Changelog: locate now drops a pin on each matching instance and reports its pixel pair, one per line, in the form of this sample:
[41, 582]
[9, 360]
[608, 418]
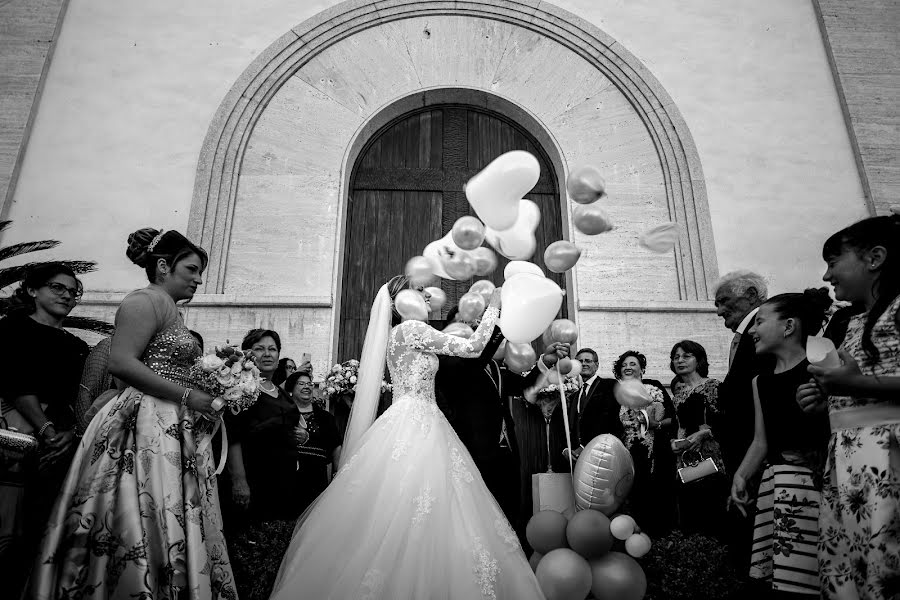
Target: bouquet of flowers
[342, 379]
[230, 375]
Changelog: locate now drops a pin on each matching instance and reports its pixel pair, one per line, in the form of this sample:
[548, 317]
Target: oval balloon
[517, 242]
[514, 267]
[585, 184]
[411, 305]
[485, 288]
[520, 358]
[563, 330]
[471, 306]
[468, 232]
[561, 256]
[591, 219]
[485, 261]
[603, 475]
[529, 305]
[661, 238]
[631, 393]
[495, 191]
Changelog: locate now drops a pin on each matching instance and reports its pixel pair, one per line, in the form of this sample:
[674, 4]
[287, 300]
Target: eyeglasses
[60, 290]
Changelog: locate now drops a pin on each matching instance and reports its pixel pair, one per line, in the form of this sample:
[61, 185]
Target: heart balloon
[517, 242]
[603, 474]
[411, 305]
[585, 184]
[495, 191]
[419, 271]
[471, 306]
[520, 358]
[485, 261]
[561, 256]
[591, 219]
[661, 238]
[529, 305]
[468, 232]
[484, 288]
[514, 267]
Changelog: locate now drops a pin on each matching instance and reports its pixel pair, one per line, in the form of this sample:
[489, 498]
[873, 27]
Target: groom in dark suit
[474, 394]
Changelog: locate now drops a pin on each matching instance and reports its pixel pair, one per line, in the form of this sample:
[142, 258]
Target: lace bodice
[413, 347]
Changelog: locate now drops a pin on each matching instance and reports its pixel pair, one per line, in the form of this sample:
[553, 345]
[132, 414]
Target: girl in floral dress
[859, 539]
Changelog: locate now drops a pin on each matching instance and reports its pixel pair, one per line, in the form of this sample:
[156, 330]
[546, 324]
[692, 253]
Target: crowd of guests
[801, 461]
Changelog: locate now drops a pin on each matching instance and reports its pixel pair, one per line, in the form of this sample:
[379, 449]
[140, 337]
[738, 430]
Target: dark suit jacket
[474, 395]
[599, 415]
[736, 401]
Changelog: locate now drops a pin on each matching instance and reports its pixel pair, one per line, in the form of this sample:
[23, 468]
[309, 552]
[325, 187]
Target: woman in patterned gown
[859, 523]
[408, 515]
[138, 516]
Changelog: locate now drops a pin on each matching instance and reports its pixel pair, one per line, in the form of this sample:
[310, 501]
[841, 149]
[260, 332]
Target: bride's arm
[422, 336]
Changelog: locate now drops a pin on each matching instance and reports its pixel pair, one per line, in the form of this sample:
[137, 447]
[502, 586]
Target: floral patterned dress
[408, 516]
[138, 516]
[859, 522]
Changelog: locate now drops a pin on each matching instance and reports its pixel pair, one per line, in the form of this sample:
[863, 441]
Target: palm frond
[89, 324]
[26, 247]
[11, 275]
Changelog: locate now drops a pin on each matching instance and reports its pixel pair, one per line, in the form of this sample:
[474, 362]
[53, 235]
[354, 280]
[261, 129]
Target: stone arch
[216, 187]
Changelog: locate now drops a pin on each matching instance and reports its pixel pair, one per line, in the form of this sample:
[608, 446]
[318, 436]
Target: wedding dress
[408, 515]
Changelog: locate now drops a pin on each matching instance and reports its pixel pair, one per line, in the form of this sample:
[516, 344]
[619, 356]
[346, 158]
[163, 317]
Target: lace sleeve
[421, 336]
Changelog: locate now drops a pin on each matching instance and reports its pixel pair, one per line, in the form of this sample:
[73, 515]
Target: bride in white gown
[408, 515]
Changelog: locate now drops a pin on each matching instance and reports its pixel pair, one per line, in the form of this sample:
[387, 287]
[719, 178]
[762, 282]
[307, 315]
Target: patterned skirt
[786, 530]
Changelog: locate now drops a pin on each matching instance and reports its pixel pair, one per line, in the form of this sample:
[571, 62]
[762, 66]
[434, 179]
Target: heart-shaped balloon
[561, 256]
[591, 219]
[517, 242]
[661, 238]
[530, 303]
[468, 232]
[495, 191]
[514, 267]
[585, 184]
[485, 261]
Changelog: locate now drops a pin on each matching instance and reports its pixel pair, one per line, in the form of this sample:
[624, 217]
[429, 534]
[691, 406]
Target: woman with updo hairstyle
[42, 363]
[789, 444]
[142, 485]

————

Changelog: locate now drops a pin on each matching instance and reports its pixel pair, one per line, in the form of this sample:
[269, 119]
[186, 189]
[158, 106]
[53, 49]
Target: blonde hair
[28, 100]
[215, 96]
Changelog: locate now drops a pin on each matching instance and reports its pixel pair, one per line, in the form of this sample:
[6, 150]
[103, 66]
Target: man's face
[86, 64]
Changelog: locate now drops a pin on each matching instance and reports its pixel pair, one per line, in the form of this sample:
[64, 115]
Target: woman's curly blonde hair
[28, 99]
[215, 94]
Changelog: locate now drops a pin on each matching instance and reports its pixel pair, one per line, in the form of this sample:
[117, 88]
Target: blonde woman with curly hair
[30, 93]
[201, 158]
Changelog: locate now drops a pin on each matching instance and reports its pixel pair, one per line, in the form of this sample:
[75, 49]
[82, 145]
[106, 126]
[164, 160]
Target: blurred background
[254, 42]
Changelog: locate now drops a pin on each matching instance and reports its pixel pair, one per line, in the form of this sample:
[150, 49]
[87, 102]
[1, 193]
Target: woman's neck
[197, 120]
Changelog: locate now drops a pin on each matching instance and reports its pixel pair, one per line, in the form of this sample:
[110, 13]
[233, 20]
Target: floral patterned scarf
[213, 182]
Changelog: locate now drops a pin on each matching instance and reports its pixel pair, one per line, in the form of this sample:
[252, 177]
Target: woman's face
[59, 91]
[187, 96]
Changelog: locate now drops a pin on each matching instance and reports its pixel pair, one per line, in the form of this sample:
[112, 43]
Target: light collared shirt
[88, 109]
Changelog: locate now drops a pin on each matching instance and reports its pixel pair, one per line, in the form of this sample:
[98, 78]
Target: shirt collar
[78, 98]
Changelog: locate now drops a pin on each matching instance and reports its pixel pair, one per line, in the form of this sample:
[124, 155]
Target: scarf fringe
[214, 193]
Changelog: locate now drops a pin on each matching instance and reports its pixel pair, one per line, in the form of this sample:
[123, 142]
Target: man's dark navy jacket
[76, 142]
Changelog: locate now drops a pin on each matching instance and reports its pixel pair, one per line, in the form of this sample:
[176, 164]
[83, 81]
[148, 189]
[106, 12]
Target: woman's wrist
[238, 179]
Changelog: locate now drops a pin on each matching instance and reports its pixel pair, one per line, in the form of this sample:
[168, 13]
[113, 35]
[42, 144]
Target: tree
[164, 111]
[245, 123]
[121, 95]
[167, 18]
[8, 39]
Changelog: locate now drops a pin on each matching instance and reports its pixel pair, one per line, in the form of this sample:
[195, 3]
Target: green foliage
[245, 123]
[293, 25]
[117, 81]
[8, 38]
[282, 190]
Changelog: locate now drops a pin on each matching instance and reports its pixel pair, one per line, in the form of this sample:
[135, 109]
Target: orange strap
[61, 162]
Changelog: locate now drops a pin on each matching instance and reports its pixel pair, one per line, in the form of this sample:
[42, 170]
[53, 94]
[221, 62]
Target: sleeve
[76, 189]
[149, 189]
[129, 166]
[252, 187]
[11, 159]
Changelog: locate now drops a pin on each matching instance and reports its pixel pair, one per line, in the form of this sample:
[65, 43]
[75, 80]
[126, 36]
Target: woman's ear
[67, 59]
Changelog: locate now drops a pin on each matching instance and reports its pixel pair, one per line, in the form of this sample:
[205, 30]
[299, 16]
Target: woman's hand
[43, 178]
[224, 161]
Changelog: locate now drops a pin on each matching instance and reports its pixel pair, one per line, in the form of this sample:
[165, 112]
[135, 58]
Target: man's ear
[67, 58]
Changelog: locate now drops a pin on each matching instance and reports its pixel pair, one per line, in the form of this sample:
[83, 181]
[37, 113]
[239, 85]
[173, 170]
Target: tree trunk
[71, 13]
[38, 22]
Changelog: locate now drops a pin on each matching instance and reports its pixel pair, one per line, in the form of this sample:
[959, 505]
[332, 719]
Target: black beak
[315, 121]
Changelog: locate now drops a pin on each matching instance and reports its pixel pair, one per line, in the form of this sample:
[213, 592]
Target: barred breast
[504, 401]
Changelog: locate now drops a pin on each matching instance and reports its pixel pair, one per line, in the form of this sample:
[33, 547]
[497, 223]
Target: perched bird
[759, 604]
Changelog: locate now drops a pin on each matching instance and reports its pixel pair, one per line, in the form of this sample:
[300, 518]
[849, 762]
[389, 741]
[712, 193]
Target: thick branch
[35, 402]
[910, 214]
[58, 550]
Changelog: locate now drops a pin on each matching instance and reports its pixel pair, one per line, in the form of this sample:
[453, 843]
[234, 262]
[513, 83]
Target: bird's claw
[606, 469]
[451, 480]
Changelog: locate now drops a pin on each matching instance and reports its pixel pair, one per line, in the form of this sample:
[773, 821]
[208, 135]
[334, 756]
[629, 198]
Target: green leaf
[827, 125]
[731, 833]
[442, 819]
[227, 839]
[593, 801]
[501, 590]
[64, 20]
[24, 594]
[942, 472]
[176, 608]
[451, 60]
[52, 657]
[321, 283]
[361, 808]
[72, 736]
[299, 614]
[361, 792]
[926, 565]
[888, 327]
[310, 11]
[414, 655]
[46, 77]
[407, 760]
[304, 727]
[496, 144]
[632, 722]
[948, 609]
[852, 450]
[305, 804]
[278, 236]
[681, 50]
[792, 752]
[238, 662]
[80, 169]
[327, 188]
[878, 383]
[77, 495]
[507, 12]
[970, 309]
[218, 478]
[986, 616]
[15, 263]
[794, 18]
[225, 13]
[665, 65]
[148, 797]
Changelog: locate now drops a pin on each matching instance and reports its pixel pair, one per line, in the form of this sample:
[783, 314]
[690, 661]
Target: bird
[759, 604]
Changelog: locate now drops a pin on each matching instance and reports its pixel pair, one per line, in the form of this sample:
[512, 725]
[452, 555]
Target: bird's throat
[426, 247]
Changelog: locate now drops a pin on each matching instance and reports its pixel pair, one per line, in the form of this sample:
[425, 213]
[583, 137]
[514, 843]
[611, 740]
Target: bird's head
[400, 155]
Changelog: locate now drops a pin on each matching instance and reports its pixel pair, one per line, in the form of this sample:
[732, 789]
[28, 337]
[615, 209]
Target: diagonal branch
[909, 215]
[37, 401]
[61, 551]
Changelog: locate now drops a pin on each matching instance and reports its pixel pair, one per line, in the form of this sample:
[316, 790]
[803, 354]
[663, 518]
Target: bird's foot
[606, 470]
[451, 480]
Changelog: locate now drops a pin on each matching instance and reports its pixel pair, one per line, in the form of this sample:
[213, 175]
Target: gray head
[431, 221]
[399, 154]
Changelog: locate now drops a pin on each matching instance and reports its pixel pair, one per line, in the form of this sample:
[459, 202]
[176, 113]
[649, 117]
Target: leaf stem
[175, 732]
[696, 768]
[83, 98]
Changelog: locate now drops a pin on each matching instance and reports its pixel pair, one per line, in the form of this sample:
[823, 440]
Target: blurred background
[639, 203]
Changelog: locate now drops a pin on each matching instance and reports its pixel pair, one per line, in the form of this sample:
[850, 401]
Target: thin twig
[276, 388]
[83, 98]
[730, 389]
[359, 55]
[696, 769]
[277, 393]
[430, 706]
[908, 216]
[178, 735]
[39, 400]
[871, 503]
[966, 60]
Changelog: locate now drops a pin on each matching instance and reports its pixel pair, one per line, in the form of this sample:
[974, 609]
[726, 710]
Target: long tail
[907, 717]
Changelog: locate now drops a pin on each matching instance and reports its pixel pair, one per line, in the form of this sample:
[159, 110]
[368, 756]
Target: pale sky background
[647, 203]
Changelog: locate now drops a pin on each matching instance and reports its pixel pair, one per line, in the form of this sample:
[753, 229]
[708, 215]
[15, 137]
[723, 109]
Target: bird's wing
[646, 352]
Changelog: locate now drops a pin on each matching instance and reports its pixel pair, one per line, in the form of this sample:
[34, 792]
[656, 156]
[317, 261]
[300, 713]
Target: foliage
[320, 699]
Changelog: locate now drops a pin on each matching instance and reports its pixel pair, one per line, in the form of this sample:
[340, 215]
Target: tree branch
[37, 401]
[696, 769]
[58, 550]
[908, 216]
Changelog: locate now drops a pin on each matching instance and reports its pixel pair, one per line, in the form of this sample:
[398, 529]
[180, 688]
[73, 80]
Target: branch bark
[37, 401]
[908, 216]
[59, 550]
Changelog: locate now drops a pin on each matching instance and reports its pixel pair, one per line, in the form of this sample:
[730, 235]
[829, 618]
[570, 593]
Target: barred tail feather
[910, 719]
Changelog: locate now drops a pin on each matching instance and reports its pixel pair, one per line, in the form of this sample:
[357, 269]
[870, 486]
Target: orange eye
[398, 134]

————

Gather every line in the records above that contains the word "bride", and copy each one in full.

Target: bride's arm
Target: bride in white gown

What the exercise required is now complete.